## START Input material

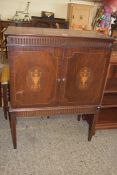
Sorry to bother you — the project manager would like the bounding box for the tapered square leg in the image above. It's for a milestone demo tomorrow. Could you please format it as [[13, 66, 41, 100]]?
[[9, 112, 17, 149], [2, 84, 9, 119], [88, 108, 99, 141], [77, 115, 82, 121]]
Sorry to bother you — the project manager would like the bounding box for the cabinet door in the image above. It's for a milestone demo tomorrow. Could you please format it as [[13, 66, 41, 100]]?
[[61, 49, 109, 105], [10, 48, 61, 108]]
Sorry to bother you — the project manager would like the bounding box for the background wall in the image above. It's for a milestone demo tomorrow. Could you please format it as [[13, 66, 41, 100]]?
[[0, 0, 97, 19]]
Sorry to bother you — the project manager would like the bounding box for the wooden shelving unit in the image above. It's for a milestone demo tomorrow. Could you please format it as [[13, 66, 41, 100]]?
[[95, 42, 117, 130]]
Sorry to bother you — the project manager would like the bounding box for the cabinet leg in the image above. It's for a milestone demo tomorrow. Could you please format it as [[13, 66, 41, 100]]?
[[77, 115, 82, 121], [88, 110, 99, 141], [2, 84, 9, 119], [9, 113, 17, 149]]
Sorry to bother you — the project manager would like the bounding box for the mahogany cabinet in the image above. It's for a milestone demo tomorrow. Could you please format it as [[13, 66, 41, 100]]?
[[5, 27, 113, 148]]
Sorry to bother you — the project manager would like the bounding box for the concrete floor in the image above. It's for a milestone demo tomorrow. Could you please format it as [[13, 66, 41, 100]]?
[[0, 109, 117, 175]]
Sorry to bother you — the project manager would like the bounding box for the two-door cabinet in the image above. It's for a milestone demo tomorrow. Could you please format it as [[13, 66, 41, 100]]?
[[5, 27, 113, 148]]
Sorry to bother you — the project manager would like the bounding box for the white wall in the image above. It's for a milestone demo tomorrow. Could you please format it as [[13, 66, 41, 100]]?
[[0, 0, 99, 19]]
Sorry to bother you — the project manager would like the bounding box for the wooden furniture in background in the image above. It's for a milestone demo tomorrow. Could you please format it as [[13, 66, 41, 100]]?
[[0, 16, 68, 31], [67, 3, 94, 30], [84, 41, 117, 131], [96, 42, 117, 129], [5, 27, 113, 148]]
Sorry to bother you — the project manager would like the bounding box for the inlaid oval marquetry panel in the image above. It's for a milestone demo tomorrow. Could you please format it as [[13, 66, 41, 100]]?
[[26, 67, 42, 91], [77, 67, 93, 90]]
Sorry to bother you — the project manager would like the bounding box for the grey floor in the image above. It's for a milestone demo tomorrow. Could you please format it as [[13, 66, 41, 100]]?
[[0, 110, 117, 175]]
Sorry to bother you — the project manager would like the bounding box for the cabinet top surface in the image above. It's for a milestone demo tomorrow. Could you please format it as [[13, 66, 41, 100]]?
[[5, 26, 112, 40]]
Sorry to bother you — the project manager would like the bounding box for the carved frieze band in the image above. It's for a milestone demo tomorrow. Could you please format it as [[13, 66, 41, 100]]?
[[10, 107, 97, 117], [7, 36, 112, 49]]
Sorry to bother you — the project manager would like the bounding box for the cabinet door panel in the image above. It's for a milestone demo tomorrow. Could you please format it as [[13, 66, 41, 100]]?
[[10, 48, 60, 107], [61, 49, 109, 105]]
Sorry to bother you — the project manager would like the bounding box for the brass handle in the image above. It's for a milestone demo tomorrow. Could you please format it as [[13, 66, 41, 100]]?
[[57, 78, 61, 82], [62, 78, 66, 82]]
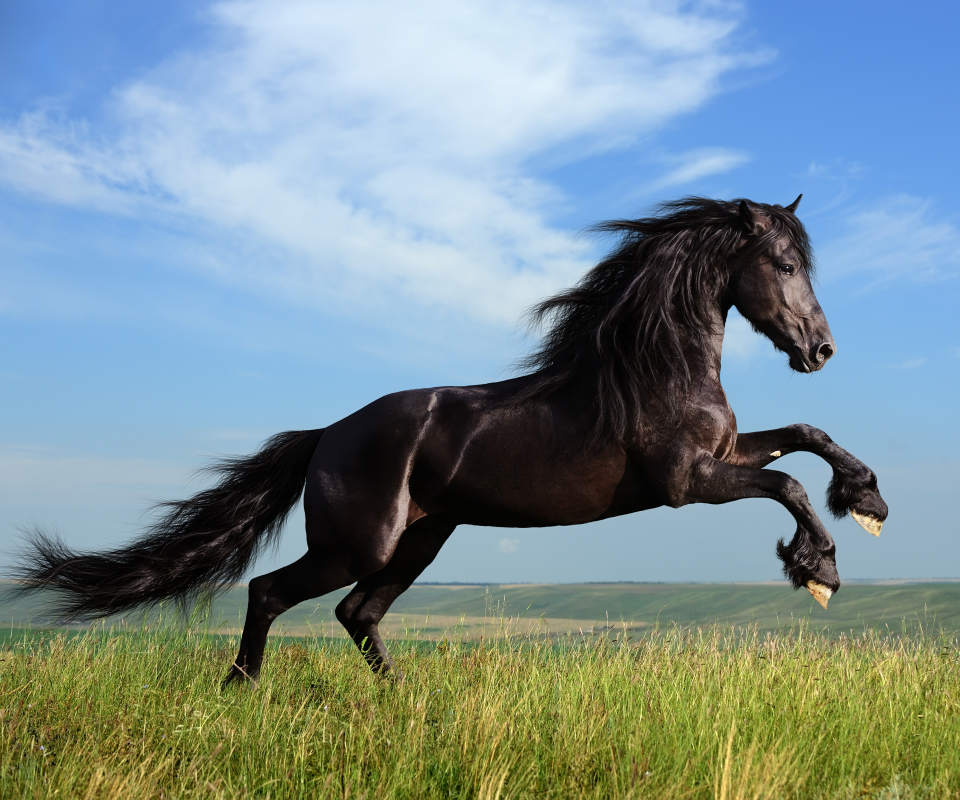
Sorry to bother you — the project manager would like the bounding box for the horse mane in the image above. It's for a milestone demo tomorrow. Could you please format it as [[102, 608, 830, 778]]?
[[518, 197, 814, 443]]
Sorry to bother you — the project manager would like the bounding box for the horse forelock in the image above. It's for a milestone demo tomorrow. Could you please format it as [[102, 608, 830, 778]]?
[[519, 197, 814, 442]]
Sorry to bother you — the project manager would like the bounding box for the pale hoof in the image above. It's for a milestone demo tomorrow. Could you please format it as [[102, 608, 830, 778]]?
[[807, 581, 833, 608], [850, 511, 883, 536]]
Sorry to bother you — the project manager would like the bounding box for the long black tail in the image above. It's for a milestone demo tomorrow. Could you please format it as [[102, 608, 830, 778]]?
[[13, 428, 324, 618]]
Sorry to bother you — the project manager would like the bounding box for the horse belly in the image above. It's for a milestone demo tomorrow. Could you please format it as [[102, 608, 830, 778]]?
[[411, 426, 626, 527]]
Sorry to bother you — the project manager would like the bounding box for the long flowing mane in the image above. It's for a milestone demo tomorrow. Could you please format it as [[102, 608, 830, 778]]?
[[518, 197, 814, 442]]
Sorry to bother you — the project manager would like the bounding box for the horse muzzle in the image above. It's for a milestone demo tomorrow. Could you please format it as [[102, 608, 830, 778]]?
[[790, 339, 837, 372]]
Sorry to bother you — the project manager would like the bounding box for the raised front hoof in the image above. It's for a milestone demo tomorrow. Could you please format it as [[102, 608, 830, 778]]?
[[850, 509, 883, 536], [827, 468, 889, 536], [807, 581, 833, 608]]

## END Input material
## START Input material

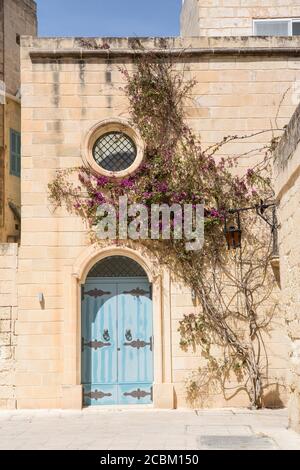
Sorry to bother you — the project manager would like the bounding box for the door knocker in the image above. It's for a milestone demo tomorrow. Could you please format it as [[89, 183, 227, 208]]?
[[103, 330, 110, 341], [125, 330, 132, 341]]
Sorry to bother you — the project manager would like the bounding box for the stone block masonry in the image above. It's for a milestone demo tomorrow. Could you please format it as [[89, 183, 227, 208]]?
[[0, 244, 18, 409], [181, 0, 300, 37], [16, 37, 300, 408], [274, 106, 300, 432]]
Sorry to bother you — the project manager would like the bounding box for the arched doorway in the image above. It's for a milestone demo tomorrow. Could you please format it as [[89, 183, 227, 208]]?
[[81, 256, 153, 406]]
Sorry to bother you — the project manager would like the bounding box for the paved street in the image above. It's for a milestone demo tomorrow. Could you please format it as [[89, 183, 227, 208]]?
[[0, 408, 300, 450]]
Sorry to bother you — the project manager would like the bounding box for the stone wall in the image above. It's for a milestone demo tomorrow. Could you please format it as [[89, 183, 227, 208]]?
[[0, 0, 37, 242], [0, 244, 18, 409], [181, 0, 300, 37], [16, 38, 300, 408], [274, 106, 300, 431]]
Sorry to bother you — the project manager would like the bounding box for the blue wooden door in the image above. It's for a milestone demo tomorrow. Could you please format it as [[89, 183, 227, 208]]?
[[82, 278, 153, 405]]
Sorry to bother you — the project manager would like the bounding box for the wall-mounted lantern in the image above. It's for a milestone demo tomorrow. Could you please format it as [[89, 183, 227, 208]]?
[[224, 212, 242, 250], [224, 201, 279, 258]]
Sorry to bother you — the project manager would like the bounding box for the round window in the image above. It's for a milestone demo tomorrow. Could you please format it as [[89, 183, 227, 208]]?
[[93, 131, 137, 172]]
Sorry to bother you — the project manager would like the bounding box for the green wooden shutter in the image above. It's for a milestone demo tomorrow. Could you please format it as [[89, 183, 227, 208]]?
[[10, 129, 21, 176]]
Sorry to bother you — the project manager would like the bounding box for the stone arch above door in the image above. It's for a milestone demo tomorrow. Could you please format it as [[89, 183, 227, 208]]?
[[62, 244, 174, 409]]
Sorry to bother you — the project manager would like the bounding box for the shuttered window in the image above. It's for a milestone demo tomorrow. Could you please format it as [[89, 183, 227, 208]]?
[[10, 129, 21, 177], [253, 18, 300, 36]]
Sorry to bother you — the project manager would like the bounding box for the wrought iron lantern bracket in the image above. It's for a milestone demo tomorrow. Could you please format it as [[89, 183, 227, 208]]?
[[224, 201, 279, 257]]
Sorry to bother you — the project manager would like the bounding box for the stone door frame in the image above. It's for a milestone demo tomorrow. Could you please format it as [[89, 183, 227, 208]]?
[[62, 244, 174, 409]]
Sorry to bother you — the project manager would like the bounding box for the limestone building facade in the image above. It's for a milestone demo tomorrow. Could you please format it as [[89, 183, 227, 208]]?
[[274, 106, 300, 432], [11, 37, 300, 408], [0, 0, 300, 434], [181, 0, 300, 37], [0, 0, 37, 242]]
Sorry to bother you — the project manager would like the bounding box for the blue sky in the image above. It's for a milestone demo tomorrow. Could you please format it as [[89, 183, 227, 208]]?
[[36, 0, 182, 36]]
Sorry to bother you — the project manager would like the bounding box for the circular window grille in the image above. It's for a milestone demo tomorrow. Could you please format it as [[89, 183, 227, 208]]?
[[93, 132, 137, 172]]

## END Input material

▶ _Directions for this task_:
Copy the rows above, starting with the line that contains "for the inlaid" and going on through the line that contains "[[26, 67, 42, 91], [77, 67, 93, 90]]", with both of those lines included. Add 92 to every bounding-box coordinate in the answers and leave every other line unchanged.

▶ _The completed task_:
Sorry to bother you — the project manager would like the bounding box for the inlaid oval marquetry panel in the image above. It's for a milestone demo tomorrow. Could you please format it as [[13, 66, 41, 100]]?
[[118, 159, 134, 183], [169, 159, 185, 182]]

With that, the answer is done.